Author: Laurentiu Vasiliu
Peracton Ltd.

In the ever-evolving world of finance, Synthetic Data Driven Investment and Trading is emerging as hybrid approach, where financial algorithms are not only powered by traditional financial data (historic and live), but also by synthetic data [1] .
It has the potential to redefine the financial markets landscape [2] from both data markets as well as algorithms’ robustness and performances.

Synthetic Data and Its Impact

Synthetic data is artificially generated data that mimics historic and real-time data in terms of essential characteristics. In the context of investment and trading, synthetic data can be used to simulate various market conditions and investment scenarios, thereby providing a rich and diverse dataset for analysis. It is generated using complex algorithms and can include a wide range of variables, such as stock prices, volume, fundamental data, technical data as well as variables for other securities like options, futures, commodities etc. The key element is that this data captures and reflects the statistical properties of real-world data, while being completely artificial.
Synthetic data serves as the training ground for investment and trading strategies. Machine learning models are used to analyse this data and identify patterns, correlations, and potential investment opportunities. These models are trained, tested, and refined repeatedly on the synthetic data until they achieve the desired level of accuracy and reliability.

# Written problem 1
How many lines in the listing below contain the string "dune"? Reply with the number only.

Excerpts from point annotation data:
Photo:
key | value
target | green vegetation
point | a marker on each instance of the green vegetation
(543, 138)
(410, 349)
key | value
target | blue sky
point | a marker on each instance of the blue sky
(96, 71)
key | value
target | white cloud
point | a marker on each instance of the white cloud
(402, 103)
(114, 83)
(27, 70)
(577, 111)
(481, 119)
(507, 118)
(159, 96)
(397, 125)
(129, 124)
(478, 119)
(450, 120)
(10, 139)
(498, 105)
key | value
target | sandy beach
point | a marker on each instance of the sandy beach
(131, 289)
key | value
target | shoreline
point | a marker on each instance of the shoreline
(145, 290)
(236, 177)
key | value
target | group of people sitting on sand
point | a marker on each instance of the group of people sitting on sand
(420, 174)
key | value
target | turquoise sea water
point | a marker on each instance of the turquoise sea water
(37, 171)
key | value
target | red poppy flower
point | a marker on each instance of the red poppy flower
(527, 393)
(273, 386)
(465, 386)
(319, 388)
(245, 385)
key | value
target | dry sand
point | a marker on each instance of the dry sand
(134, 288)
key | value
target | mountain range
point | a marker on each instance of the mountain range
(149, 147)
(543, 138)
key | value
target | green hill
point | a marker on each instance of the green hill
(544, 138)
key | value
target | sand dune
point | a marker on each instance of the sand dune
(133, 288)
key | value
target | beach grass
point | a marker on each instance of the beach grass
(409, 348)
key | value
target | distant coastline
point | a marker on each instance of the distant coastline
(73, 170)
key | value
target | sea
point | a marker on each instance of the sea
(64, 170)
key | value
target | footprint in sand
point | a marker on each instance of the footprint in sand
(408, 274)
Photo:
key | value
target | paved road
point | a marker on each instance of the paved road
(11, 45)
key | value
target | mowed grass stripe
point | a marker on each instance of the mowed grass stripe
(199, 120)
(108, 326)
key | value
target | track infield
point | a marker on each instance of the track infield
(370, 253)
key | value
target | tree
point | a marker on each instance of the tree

# Written problem 2
Carry on writing the article on synthetic data in investment and trading, starting right after its final sentence.

# Final result 1
2

# Final result 2
The use of synthetic data can lead to significant improvements in portfolio optimization, market anomaly prediction, and risk management. By simulating a wide range of market conditions and scenarios, synthetic data allows fund managers to test their strategies in a risk-free environment before implementing them in the real market.
Once the investment strategies have been intensively tested on synthetic data, they are then applied to real market data. However, the transition from synthetic data to real data is not a simple one-to-one process. The real world is much more complex and unpredictable than any synthetic environment. To account for this, an intermediary process called generically ‘back testing’ is used. Backtesting involves applying the investment strategies to historical real-world data. This allows investors/traders to see how their strategies would have performed in the past and then make necessary adjustments.
Furthermore, performances are continuously monitored on the real market data. Sophisticated risk management techniques are used to ensure that their strategies are performing as expected and adjust them as necessary based on real-world market conditions.
In essence, synthetic data serves as the training and testing ground, while the real market data is the ultimate playing field. The goal is to use synthetic data to develop investment strategies that can then navigate the complexities and uncertainties of the real financial markets.

GraphMassivizer Project and Synthetic data
The platform created within GraphMassivizer project will enable fast semi-automated creation of realistic and affordable synthetic financial data sets in extreme data quantities (PB level), unlimited in size and accessibility for green investment and trading. Such data can be used for the three next core topics at the heart of investment and trading:

Portfolio Optimization
Synthetic data can help optimize portfolios by enabling traders and fund managers to test various portfolio combinations and strategies under different market conditions including green type of investments. This can lead to the creation of more robust and diversified portfolios that can withstand market volatility and deliver consistent returns.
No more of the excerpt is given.